# Mikroskop und Teich



## StefanS (8. Sep. 2004)

Hallo zusammen,

vielleicht weiss ja der eine oder andere, dass ich mir für das Teichhobby ein Mikroskop gekauft habe. Zur Zeit bin ich noch in der Spielphase und stümpere einfach noch herum. Mit der Adaption einer Kamera an das Mikroskop - das wurde nichts, also habe ich mir auch da ein brauchbares Exemplar beschafft. 

Sobald ich ein wenig in den Bereich dessen vorgedrungen bin, was man Ahnung nennt, werde ich einmal ausführlich etwas zum Thema schreiben. Bis dahin quäle ich Euch mit ein paar Fotos, die aber vielleicht ganz interessant sind:

- Zuerst das Mikroskop, ziemlich banal
- Dann "grünes Wasser" (400x) aus einem Pflanzenkübel ausserhalb des Teiches. Beachtet die winzige Grösse der Schwebealgen. Welchen Durchlass hat noch ein Spaltsieb ??
- Weiter ein paar Fadenalgen (200x) aus dem nackten Bachlauf. Auch hier ist die Grösse im Verhältnis zu den Schwebealgen interessant.
- Und schliesslich noch zwei Jochalgen. Eine Kieselalge schwabbert auch noch herum (200x). Ich nehme an, dass sich da auch Amöben herumtreiben, denn sie bewegen sich. Peinlich, wenn es nur ordinärer Schmutz wäre, der sich durch die Wärme der Lampe bewegt: Ich habe noch reichlich Plankton in der Probe gefunden - aber noch waren die Jungs einfach zu schnell 

Ich werde erst in einiger Zeit damit beginnen, mir einige Phänomene am Teich etwas systematischer anzuschauen.

→ **Extrahierte Einträge**:
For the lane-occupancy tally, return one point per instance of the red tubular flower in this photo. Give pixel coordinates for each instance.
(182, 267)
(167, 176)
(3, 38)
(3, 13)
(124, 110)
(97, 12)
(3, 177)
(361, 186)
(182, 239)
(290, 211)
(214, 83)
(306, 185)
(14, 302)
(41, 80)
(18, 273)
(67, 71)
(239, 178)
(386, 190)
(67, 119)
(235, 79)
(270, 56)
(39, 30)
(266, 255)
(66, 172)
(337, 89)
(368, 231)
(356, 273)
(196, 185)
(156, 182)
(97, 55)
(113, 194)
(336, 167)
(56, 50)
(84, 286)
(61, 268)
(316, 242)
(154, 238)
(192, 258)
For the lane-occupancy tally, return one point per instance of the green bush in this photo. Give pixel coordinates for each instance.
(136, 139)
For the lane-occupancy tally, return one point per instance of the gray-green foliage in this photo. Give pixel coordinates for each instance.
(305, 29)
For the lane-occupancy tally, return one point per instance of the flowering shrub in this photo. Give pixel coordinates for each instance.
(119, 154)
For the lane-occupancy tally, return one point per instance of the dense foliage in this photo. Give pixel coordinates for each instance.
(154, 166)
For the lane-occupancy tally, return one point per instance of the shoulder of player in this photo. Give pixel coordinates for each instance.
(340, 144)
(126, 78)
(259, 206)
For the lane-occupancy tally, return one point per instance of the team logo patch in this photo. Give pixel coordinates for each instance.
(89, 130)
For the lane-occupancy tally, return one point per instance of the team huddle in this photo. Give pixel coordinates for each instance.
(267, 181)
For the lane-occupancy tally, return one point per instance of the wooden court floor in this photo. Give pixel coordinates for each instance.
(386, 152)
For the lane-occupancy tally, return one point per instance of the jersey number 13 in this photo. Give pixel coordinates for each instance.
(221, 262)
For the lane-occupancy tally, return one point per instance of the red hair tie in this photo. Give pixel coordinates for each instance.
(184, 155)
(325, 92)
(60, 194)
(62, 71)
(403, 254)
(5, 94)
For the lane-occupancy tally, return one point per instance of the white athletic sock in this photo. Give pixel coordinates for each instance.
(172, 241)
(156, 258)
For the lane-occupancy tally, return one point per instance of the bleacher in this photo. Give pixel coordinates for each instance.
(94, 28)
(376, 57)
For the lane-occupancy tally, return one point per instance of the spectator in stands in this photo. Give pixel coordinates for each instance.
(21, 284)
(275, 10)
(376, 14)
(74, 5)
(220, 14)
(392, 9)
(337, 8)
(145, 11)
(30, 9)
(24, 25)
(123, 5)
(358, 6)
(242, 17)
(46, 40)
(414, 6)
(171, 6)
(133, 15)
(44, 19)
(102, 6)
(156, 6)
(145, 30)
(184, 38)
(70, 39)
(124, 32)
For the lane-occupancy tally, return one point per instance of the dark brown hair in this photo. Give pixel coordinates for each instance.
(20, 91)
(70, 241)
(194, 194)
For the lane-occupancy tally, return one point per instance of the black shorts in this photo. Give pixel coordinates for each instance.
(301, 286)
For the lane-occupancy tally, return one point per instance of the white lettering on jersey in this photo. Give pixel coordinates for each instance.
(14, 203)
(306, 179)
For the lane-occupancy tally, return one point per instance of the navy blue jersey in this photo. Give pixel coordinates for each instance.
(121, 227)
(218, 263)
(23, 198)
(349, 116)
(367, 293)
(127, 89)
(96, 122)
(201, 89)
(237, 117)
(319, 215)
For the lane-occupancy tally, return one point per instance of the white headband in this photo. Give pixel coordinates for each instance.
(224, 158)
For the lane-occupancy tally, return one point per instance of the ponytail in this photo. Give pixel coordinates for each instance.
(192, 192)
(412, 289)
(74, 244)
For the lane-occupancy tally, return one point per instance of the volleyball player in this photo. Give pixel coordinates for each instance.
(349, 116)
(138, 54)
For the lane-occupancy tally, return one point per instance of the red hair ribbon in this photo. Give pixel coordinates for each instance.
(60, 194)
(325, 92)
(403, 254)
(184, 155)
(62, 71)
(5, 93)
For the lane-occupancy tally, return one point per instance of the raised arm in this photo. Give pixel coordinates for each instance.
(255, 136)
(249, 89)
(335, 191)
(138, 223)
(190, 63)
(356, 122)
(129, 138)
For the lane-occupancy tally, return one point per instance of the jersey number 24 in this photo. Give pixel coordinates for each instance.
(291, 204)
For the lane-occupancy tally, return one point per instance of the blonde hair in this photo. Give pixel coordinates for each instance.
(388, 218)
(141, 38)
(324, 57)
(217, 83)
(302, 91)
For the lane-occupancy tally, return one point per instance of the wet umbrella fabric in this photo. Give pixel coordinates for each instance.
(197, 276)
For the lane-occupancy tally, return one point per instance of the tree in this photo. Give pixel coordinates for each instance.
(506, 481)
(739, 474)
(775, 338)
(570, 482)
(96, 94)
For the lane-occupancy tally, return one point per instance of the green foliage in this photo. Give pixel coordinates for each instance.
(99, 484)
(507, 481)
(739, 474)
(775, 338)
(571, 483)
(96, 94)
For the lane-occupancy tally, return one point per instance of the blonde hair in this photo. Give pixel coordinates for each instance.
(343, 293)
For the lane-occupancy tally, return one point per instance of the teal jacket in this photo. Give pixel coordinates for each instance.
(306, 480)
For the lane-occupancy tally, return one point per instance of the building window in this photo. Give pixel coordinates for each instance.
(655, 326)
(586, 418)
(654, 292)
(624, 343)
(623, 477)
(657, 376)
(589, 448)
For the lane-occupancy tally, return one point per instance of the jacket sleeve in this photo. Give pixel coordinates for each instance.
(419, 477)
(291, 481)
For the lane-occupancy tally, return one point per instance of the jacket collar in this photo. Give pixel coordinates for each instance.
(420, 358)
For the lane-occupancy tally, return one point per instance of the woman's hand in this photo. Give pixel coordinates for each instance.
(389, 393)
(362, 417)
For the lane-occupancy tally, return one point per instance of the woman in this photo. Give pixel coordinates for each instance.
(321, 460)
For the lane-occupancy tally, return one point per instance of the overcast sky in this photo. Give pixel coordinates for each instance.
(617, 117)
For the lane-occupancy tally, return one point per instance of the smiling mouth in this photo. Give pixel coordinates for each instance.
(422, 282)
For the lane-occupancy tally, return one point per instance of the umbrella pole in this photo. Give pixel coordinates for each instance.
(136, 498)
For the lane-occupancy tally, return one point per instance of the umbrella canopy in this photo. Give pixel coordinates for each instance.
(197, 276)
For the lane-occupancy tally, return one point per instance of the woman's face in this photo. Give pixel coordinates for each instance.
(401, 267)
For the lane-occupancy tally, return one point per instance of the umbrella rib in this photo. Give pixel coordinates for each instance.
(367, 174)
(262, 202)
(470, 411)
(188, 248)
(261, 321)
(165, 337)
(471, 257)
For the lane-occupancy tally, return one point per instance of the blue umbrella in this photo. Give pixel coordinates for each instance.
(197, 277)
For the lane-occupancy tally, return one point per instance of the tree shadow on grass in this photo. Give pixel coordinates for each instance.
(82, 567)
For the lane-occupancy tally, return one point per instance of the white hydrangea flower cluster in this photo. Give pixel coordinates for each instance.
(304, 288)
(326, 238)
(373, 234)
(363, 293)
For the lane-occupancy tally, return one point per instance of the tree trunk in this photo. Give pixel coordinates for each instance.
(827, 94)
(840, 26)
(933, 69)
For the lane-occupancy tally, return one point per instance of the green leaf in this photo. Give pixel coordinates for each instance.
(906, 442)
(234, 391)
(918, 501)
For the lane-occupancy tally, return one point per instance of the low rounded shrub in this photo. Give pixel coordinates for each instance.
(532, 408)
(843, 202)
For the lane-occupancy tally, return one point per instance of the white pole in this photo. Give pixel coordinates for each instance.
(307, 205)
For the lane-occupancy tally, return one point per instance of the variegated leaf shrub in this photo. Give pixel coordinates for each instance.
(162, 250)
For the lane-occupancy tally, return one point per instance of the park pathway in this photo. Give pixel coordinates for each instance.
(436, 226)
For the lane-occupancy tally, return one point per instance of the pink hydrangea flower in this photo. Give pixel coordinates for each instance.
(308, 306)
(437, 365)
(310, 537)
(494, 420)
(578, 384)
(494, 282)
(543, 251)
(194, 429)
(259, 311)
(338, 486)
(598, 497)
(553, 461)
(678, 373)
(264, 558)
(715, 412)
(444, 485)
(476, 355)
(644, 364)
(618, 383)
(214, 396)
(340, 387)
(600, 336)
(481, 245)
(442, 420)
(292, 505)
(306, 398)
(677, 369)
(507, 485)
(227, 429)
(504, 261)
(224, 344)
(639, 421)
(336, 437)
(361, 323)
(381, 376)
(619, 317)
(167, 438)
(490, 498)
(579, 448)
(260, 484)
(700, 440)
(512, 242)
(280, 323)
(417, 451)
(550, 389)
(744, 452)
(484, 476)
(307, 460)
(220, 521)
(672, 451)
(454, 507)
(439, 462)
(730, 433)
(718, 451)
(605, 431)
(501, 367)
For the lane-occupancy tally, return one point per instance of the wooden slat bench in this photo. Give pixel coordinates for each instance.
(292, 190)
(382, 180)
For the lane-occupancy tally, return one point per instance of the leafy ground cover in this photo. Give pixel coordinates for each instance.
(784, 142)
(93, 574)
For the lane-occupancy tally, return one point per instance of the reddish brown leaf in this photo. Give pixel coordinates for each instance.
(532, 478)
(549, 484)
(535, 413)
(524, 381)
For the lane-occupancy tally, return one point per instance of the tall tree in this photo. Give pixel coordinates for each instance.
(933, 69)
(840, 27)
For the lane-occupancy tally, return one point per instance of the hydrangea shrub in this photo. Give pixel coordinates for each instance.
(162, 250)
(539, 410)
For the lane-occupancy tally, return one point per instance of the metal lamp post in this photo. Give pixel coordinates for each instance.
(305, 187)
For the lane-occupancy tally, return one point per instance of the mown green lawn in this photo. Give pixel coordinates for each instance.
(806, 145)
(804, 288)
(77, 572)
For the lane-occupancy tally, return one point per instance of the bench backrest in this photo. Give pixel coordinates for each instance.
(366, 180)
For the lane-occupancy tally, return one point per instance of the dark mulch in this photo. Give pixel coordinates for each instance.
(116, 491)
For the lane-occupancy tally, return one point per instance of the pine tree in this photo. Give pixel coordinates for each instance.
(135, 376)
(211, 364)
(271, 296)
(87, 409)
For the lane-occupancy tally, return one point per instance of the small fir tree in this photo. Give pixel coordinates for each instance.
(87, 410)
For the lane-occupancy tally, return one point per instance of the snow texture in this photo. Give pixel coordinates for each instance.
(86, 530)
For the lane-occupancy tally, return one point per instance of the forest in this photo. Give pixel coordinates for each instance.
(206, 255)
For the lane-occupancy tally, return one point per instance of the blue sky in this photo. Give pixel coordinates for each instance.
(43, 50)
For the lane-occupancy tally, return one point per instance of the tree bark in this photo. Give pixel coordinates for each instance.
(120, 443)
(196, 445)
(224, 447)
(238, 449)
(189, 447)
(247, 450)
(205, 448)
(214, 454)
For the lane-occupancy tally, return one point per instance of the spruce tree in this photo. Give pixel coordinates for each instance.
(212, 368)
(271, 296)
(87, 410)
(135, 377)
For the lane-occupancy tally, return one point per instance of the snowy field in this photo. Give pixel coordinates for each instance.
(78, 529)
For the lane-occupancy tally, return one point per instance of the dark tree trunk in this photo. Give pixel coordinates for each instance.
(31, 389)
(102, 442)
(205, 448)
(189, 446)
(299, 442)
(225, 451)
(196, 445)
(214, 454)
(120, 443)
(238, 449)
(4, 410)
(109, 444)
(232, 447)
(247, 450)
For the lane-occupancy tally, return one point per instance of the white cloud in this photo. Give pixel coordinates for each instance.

→ **Aufgabe 1**: Extrahieren Sie aus dem Forumsbeitrag über Mikroskop und Teich wörtlich den Abschnitt von „vielleicht weiss ja“ bis „ein Spaltsieb ??“.
→ **Aufgabe 2**: Welche Vergrößerung wird im Forumsbeitrag über Mikroskop und Teich für die Fadenalgen aus dem nackten Bachlauf angegeben?
→ **Aufgabe 3**: Übertragen Sie den Satz „Ich werde erst in einiger Zeit damit beginnen, mir einige Phänomene am Teich etwas systematischer anzuschauen.“ aus dem Forumsbeitrag über Mikroskop und Teich ins Englische.

→ **Vollständige Antwort 1**:
vielleicht weiss ja der eine oder andere, dass ich mir für das Teichhobby ein Mikroskop gekauft habe. Zur Zeit bin ich noch in der Spielphase und stümpere einfach noch herum. Mit der Adaption einer Kamera an das Mikroskop - das wurde nichts, also habe ich mir auch da ein brauchbares Exemplar beschafft. 

Sobald ich ein wenig in den Bereich dessen vorgedrungen bin, was man Ahnung nennt, werde ich einmal ausführlich etwas zum Thema schreiben. Bis dahin quäle ich Euch mit ein paar Fotos, die aber vielleicht ganz interessant sind:

- Zuerst das Mikroskop, ziemlich banal
- Dann "grünes Wasser" (400x) aus einem Pflanzenkübel ausserhalb des Teiches. Beachtet die winzige Grösse der Schwebealgen. Welchen Durchlass hat noch ein Spaltsieb ??

→ **Vollständige Antwort 2**: 200x

→ **Vollständige Antwort 3**: It will be some time before I start looking at a few phenomena at the pond somewhat more systematically.